[START DATA PROVIDED]

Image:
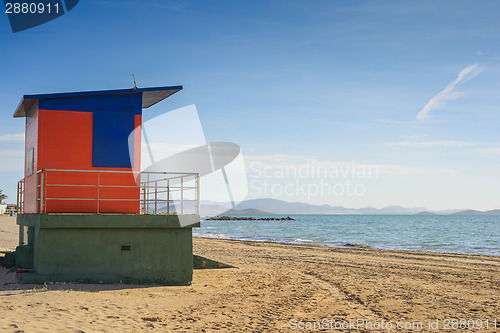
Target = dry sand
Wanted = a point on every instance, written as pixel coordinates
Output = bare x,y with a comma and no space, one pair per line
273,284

[END DATA PROVIDED]
[START DATA PROVIDED]

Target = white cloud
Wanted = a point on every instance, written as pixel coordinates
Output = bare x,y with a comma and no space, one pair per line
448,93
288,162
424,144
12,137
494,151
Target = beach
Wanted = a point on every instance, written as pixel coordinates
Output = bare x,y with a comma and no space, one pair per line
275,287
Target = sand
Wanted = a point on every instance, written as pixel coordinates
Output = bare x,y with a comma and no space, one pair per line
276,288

[END DATA PROVIDED]
[START DATA PROVIDED]

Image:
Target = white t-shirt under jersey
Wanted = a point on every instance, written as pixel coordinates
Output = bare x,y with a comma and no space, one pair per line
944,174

[END DATA PROVIDED]

> [WHAT THE TASK REQUIRES] Return every line from the records above that contains the string "Target". Case counts.

> [EXERCISE RESULT]
Target = dry sand
Target = white cloud
Target = beach
Target = sand
Target = white t-shirt under jersey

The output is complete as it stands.